## PROBLEM DESCRIPTION
Exactly as written, please set down all of the entries again, with no pictures.

## TASK INPUT
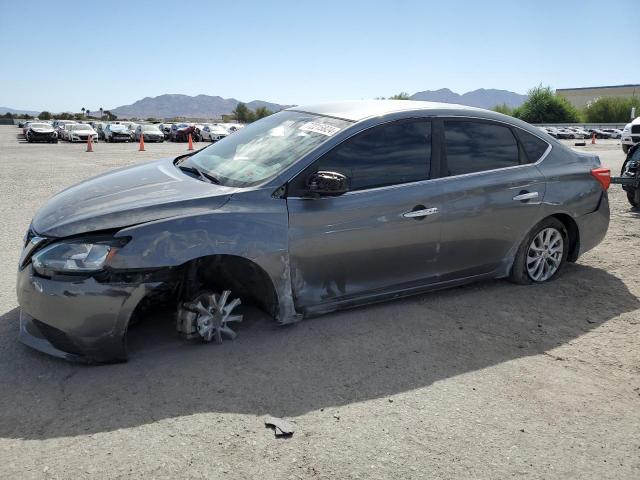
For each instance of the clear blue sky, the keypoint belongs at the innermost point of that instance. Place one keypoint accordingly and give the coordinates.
(60, 55)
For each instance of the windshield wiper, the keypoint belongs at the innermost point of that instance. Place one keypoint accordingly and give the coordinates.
(199, 173)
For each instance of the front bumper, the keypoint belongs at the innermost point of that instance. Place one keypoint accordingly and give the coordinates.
(78, 319)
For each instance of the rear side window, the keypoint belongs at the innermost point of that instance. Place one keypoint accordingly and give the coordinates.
(388, 154)
(473, 146)
(533, 146)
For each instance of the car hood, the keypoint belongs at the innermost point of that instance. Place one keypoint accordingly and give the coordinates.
(128, 196)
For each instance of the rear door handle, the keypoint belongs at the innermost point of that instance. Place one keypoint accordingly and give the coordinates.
(525, 196)
(420, 213)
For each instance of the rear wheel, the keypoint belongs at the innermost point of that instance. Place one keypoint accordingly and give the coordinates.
(542, 254)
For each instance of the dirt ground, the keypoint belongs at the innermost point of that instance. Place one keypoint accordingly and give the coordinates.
(486, 381)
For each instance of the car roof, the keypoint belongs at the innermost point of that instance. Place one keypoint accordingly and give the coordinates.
(360, 109)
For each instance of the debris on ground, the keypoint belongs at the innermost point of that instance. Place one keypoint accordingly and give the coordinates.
(282, 428)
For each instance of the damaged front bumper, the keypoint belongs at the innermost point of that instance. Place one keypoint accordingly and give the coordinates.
(77, 319)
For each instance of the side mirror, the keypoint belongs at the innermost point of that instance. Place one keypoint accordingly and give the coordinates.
(327, 183)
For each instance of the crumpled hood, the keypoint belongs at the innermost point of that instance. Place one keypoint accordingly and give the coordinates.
(127, 196)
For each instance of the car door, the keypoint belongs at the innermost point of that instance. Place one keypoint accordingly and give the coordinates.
(380, 236)
(492, 191)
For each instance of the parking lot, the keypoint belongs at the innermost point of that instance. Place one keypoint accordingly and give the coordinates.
(490, 380)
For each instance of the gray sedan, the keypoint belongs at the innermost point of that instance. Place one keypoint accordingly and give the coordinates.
(311, 210)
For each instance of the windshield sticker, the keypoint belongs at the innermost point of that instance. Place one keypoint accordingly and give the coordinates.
(321, 128)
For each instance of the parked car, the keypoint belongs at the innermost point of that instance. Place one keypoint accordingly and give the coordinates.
(613, 132)
(630, 135)
(599, 133)
(116, 132)
(213, 133)
(551, 131)
(631, 173)
(166, 129)
(99, 128)
(180, 132)
(565, 133)
(310, 210)
(131, 126)
(151, 133)
(41, 132)
(581, 132)
(80, 132)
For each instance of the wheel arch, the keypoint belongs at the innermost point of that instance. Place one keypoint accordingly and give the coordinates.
(573, 232)
(243, 276)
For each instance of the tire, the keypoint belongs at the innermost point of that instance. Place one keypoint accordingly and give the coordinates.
(524, 271)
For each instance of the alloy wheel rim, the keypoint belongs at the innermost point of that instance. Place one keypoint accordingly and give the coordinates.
(545, 254)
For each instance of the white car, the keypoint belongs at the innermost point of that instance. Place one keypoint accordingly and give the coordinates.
(131, 126)
(582, 133)
(80, 132)
(614, 132)
(116, 132)
(213, 132)
(630, 135)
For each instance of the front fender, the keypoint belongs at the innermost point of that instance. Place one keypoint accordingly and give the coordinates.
(250, 226)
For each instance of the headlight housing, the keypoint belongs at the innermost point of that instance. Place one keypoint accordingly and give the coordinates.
(73, 257)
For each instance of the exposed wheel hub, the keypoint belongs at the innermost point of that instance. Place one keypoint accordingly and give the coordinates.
(208, 315)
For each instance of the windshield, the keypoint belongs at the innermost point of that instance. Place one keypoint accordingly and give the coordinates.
(264, 148)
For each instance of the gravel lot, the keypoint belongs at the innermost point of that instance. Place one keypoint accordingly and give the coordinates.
(490, 380)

## ANSWER SPACE
For each instance of the clear blue sky, the keypoint belongs at the innermost point of that instance. Place one keypoint accordingly and give the coordinates.
(60, 55)
For each instance of the windshield wiper, the keypoint belongs at the innermost point of that instance. Place one keypoint accordingly and give the coordinates.
(199, 173)
For each instance of the front bumper, the keypoint belongs at the innermost point of that instance. Place one keypoint accordingly and give the coordinates.
(78, 319)
For each instance of the rear side window, the keypoint belongs at the innermost point of that instance. Place one keypoint accordingly and give the coordinates.
(388, 154)
(473, 146)
(533, 146)
For each instance of the car hood, the keypoint belongs at the innermost point of that instance. Place one keypoint accordingly and give the coordinates.
(128, 196)
For each instance of the rear door handle, the keypoint belongs at the innermost point of that instance. Place one keypoint accordingly and give the coordinates.
(525, 196)
(420, 213)
For each instance of the rear wheel, the keypoint belongs at the innermost point of that instance. Place one keypoint accordingly and give the coordinates.
(542, 254)
For each instance of the dirt ground, the keypoint belongs at the innermost point of that instance. Place one keypoint accordingly and give the coordinates.
(486, 381)
For each instance of the car roof, the keypoint belongs at the innermost point of that instance. Place one keypoint accordingly and give the coordinates.
(360, 109)
For each instance of the debris on ground, the keypoint belongs at the innermost point of that instance. Place one keypoint accordingly and give the coordinates.
(282, 428)
For each instance of the damaged front bumper, the keypoint belongs at the innermost point of that instance. Place one keypoint accordingly and give the coordinates.
(77, 319)
For each instance of the side mirror, the keypoint belongs at the innermost point of that instance. Place one keypoint accordingly and give the coordinates.
(327, 183)
For each instance of the crumpled hood, the keypoint belongs at the innermost point of that instance. Place one keypoint accordingly and give the coordinates.
(127, 196)
For each instance of the car door, the keypoint belongs at the innermost point of that instance. Place one keypoint accordingly and give the coordinates.
(380, 236)
(492, 191)
For each instance of the parking lot, the keypoint belongs at the innermost point of that instance. Place one keypoint accordingly and give the coordinates.
(490, 380)
For each instance of the gray sedan, the keypoint belongs at the innermost point of that instance. Place one keypoint accordingly and give the coordinates.
(311, 210)
For each instance of the windshield sticker, the keypoint belongs at the innermost point of that instance. Place one keypoint accordingly and give the coordinates.
(321, 128)
For each instance of the parked car, the keypoint belongs at the innermost point of that instance. Place one keypoint accordingly and give the coordinates.
(613, 132)
(630, 135)
(599, 133)
(116, 132)
(213, 133)
(551, 131)
(631, 173)
(166, 129)
(99, 128)
(180, 132)
(565, 133)
(310, 210)
(131, 126)
(151, 133)
(41, 132)
(581, 132)
(80, 132)
For each instance of the wheel arch, the keypoint belongs at the innermost point of that instance. Place one keypoint accordingly and give the coordinates.
(573, 232)
(243, 276)
For each instance of the tire, the keypoint belongs at the innermost point of that instance. Place one keypoint accordingly and give the coordinates.
(524, 271)
For each instance of the alloy wheel rim, the keypoint belongs at the innermost point of that instance. Place one keypoint accordingly and give the coordinates.
(545, 254)
For each instance of the white car, the keypoint belongs at the innermost point of that instance. Place one keypoint accordingly and give the coordinates.
(131, 126)
(582, 133)
(80, 132)
(614, 132)
(116, 132)
(213, 132)
(630, 135)
For each instance of the front fender, the keypoint belongs at the innermost point of that instance. Place one keypoint accordingly and give the coordinates.
(250, 226)
For each instance of the headlight housing, the keypoint belongs at the innermost point of that instance. Place one keypoint accordingly and give the coordinates.
(73, 257)
For each instance of the exposed wheel hub, the keypoint belongs at the innermost point of that instance. Place one keypoint accordingly and give the coordinates.
(208, 315)
For each instance of the windshield, the keypoint belongs at the innermost point of that instance. Place one keypoint accordingly and give the coordinates.
(264, 148)
For each instance of the gravel lot, the keypoint belongs at the innermost point of that instance. Place one keypoint accordingly and give the coordinates.
(490, 380)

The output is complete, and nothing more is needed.